STORED ROWS →
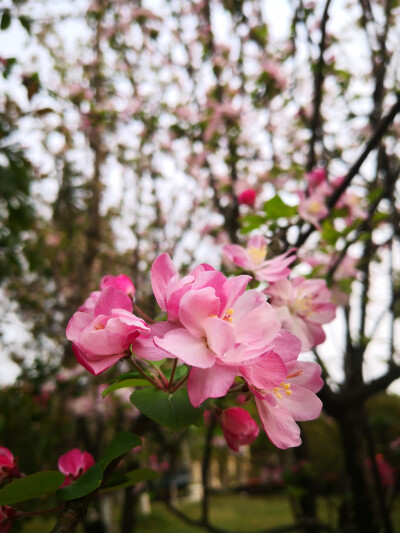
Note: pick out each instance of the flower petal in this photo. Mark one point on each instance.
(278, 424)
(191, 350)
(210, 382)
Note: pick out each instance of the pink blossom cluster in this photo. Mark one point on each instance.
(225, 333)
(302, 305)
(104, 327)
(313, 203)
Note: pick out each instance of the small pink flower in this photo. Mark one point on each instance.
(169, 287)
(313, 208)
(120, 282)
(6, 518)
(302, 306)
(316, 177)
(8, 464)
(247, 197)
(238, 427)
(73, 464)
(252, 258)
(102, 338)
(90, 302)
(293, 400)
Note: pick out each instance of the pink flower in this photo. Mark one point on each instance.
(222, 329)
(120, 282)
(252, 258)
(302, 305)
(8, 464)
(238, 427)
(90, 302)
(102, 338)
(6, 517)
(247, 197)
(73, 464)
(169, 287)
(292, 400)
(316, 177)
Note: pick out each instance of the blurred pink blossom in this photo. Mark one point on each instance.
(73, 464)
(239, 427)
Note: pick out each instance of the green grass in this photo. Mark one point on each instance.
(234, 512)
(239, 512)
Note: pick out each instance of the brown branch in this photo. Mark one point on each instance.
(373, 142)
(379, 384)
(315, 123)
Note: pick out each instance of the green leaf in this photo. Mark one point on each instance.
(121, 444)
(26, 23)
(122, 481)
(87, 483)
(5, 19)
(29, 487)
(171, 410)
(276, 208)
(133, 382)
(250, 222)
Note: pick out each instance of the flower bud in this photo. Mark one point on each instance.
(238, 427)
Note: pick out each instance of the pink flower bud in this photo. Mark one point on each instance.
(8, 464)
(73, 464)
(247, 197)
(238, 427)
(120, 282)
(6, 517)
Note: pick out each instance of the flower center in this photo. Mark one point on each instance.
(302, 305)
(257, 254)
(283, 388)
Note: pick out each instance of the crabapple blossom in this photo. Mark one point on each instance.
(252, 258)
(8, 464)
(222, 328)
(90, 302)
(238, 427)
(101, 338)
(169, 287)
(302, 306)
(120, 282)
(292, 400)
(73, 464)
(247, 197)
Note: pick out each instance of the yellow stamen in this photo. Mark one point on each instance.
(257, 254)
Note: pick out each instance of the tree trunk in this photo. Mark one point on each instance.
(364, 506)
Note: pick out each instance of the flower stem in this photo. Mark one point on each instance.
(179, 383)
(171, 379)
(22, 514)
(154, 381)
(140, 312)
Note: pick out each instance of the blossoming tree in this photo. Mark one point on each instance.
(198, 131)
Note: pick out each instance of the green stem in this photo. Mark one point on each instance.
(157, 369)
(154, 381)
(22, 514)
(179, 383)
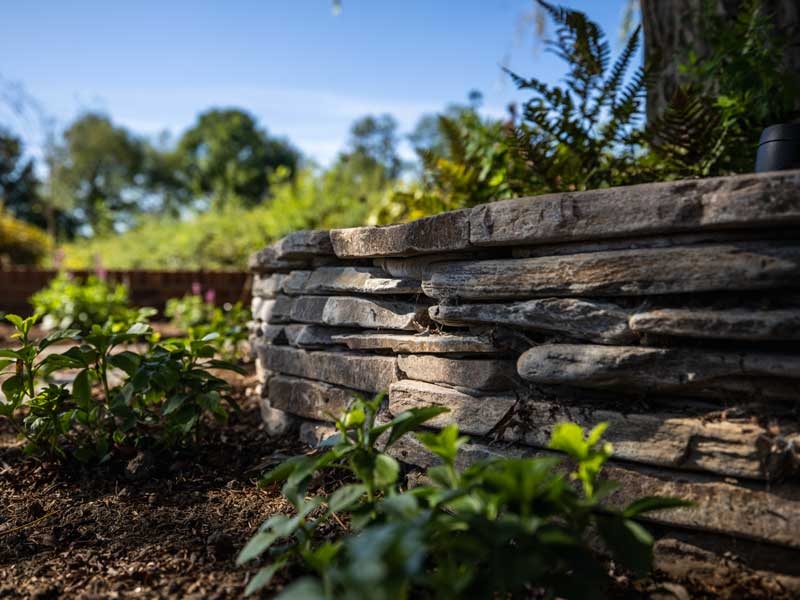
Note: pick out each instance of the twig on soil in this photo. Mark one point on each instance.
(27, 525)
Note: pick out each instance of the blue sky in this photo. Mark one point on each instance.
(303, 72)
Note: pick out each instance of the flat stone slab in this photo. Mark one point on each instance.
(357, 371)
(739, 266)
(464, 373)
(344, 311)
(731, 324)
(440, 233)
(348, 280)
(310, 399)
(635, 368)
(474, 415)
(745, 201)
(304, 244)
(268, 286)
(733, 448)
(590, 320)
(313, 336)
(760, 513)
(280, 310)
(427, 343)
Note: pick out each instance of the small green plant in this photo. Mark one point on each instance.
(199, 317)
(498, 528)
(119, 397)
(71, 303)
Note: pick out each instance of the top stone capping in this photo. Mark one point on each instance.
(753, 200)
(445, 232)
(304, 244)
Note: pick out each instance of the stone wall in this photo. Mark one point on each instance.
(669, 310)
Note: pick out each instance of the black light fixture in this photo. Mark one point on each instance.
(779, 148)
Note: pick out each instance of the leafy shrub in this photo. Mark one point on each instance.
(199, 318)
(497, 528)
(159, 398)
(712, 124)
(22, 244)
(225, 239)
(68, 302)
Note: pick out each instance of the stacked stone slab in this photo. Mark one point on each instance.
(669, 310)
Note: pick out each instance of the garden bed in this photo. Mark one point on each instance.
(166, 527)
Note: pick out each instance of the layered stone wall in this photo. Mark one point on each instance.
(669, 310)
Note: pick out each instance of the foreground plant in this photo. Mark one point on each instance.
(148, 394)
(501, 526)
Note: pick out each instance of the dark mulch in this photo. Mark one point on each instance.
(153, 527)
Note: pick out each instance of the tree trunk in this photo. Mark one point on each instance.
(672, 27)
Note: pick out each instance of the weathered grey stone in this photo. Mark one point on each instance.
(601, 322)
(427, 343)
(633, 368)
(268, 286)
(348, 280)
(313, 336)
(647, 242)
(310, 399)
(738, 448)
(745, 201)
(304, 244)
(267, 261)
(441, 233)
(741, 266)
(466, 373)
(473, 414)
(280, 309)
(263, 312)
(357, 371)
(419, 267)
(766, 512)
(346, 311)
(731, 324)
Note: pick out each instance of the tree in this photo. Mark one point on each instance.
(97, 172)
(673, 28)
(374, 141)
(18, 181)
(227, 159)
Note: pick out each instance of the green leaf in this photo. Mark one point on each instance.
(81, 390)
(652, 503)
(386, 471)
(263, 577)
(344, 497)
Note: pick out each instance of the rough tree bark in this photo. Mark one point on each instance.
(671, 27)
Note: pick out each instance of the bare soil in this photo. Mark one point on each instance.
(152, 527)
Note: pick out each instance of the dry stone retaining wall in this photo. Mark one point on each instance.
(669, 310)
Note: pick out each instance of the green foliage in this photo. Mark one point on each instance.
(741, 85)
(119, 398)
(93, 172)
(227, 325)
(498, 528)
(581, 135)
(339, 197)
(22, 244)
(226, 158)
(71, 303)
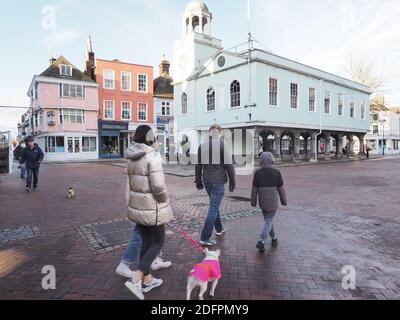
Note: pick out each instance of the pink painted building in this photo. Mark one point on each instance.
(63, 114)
==
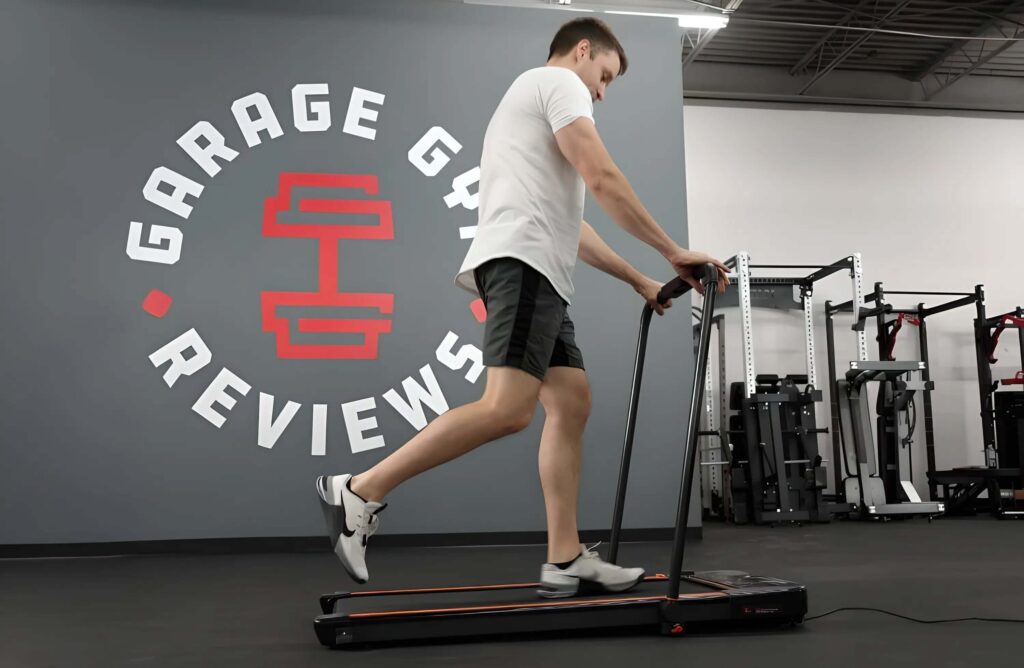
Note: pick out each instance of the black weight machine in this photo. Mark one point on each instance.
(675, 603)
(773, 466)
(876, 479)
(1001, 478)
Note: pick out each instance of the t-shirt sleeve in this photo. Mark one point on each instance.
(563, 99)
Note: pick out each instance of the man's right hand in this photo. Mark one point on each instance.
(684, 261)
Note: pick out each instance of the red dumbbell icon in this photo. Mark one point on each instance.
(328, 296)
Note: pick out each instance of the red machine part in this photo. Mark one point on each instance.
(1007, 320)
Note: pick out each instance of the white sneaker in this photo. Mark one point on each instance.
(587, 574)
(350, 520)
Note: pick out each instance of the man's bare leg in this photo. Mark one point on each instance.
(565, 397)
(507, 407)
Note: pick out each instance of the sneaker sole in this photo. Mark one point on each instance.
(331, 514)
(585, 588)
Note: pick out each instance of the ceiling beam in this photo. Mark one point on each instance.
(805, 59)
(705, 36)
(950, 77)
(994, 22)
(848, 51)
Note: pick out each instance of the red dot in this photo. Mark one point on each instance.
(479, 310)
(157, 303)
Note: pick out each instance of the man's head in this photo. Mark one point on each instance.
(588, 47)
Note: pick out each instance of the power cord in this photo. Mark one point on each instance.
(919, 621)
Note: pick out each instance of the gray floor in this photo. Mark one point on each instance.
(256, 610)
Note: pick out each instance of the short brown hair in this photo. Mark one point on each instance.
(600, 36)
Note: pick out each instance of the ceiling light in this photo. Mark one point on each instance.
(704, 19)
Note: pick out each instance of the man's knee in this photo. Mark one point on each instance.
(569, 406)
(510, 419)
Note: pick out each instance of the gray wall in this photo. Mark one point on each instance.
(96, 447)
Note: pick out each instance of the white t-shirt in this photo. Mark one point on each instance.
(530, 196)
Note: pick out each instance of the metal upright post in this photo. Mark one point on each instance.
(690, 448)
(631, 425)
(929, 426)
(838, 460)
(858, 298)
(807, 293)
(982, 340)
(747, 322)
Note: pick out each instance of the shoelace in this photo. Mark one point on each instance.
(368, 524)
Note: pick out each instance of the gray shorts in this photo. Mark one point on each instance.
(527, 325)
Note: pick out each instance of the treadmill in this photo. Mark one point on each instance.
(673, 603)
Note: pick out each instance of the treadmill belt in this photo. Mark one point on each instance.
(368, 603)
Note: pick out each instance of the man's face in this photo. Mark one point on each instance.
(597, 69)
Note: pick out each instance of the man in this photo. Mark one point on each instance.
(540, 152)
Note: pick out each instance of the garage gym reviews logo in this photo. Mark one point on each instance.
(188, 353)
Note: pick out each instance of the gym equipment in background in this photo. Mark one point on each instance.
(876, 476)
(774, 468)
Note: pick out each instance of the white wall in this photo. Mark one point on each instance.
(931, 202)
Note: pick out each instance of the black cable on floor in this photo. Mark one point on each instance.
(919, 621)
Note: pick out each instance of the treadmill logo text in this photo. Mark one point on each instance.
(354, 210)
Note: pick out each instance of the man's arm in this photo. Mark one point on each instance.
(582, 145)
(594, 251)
==
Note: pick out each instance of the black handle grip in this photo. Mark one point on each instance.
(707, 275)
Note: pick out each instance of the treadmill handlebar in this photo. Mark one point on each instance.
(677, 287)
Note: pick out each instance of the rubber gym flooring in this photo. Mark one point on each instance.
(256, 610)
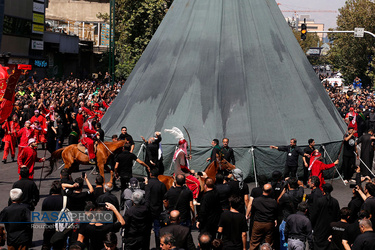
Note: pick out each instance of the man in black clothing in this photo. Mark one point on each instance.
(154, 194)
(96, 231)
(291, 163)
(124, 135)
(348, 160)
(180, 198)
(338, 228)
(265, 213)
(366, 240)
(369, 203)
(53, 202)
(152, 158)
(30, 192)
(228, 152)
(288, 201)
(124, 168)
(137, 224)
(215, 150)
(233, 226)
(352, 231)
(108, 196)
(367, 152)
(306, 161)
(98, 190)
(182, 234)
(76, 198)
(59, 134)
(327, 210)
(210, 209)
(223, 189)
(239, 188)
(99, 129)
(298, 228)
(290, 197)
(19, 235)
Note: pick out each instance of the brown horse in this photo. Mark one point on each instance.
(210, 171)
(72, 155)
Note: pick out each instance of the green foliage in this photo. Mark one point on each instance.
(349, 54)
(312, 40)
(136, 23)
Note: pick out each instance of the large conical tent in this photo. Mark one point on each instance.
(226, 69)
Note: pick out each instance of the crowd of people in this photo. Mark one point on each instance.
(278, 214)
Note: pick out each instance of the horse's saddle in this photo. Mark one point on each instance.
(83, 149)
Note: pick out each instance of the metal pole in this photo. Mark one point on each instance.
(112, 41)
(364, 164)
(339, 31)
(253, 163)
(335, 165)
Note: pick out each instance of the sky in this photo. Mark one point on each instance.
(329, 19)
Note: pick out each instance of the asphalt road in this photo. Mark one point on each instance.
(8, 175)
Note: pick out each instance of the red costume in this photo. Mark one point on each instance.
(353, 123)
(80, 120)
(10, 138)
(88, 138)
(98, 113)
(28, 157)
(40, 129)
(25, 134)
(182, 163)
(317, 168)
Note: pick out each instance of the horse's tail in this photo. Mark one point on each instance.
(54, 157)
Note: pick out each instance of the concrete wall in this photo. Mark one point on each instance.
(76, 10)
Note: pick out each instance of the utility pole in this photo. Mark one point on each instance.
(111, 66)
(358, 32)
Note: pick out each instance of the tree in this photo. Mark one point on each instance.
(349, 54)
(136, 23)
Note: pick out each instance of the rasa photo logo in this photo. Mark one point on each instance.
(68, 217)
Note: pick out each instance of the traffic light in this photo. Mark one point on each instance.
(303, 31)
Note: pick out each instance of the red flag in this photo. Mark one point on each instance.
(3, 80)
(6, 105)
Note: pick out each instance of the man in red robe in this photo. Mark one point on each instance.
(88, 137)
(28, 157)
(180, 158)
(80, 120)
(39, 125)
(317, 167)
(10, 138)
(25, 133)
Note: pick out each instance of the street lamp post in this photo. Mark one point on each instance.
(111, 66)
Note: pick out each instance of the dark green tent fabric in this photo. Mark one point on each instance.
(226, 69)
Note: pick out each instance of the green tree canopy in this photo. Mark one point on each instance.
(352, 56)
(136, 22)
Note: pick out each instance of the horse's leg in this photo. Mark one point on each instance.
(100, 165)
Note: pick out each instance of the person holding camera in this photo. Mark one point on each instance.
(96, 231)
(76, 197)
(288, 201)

TASK TO CARRY OUT → Pull out each row above that contains the word "logo" and copy it in full.

COMPLETE OUTPUT →
Note: pick out each instance of the garage gym reviews logo in this photo. Mark one point on each instance.
Note: pick out each instance of the treadmill logo text in this photo. Mark one point on each instance.
Note: pick out each instance of the rasa photo logo in this photo. Mark one point on each instance.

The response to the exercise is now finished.